Aim: Present the records, from their start through the line holding "xmin=250 ymin=150 xmax=272 ymax=168", inclusive, as a Markdown table with columns No. and Content, one row per line and blank lines omitted. Leave the pictures out of the table.

--------------------------------

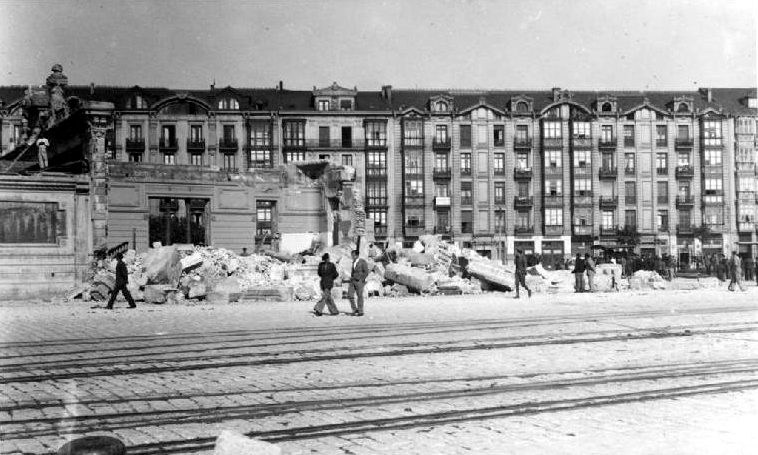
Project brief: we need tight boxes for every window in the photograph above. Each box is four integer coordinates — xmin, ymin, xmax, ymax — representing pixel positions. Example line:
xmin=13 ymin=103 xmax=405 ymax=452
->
xmin=221 ymin=153 xmax=237 ymax=171
xmin=545 ymin=209 xmax=563 ymax=226
xmin=461 ymin=210 xmax=474 ymax=234
xmin=250 ymin=122 xmax=271 ymax=147
xmin=624 ymin=210 xmax=637 ymax=228
xmin=366 ymin=121 xmax=387 ymax=147
xmin=434 ymin=125 xmax=447 ymax=144
xmin=655 ymin=153 xmax=668 ymax=174
xmin=542 ymin=122 xmax=561 ymax=139
xmin=495 ymin=182 xmax=505 ymax=204
xmin=703 ymin=149 xmax=722 ymax=166
xmin=516 ymin=153 xmax=529 ymax=169
xmin=574 ymin=179 xmax=592 ymax=196
xmin=250 ymin=150 xmax=272 ymax=168
xmin=282 ymin=122 xmax=305 ymax=147
xmin=476 ymin=125 xmax=487 ymax=145
xmin=495 ymin=153 xmax=505 ymax=175
xmin=218 ymin=98 xmax=240 ymax=109
xmin=624 ymin=125 xmax=634 ymax=147
xmin=492 ymin=125 xmax=505 ymax=147
xmin=545 ymin=150 xmax=562 ymax=168
xmin=624 ymin=153 xmax=634 ymax=174
xmin=571 ymin=122 xmax=590 ymax=138
xmin=461 ymin=182 xmax=472 ymax=205
xmin=656 ymin=182 xmax=669 ymax=204
xmin=255 ymin=201 xmax=274 ymax=237
xmin=602 ymin=210 xmax=616 ymax=229
xmin=461 ymin=153 xmax=471 ymax=174
xmin=600 ymin=125 xmax=613 ymax=144
xmin=574 ymin=150 xmax=592 ymax=168
xmin=703 ymin=120 xmax=721 ymax=146
xmin=403 ymin=120 xmax=424 ymax=147
xmin=655 ymin=210 xmax=669 ymax=231
xmin=461 ymin=125 xmax=471 ymax=147
xmin=624 ymin=182 xmax=637 ymax=204
xmin=655 ymin=125 xmax=668 ymax=147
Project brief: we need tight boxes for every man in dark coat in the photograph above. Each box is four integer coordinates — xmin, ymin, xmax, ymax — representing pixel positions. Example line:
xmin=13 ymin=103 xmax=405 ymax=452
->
xmin=105 ymin=253 xmax=137 ymax=310
xmin=573 ymin=253 xmax=585 ymax=292
xmin=515 ymin=250 xmax=532 ymax=299
xmin=313 ymin=253 xmax=340 ymax=316
xmin=347 ymin=250 xmax=368 ymax=316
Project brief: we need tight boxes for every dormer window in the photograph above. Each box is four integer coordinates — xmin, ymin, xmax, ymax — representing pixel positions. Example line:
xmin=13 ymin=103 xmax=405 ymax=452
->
xmin=218 ymin=98 xmax=240 ymax=110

--------------------------------

Response to this task:
| No. | Content |
|---|---|
| 1 | Project brief: we need tight boxes for every window in the photograph above. Each box is four integer coordinates — xmin, ymin, xmax, ymax — representing pixel positions. Example line: |
| 2 | xmin=13 ymin=103 xmax=405 ymax=452 |
| 3 | -> |
| 4 | xmin=221 ymin=153 xmax=237 ymax=171 |
| 5 | xmin=545 ymin=209 xmax=563 ymax=226 |
| 6 | xmin=461 ymin=210 xmax=474 ymax=234 |
| 7 | xmin=250 ymin=122 xmax=271 ymax=147 |
| 8 | xmin=624 ymin=210 xmax=637 ymax=228 |
| 9 | xmin=366 ymin=121 xmax=387 ymax=147 |
| 10 | xmin=434 ymin=125 xmax=447 ymax=144 |
| 11 | xmin=655 ymin=153 xmax=668 ymax=174 |
| 12 | xmin=542 ymin=122 xmax=561 ymax=139 |
| 13 | xmin=495 ymin=182 xmax=505 ymax=204 |
| 14 | xmin=703 ymin=149 xmax=722 ymax=166 |
| 15 | xmin=516 ymin=153 xmax=529 ymax=169 |
| 16 | xmin=574 ymin=179 xmax=592 ymax=196 |
| 17 | xmin=250 ymin=150 xmax=272 ymax=168 |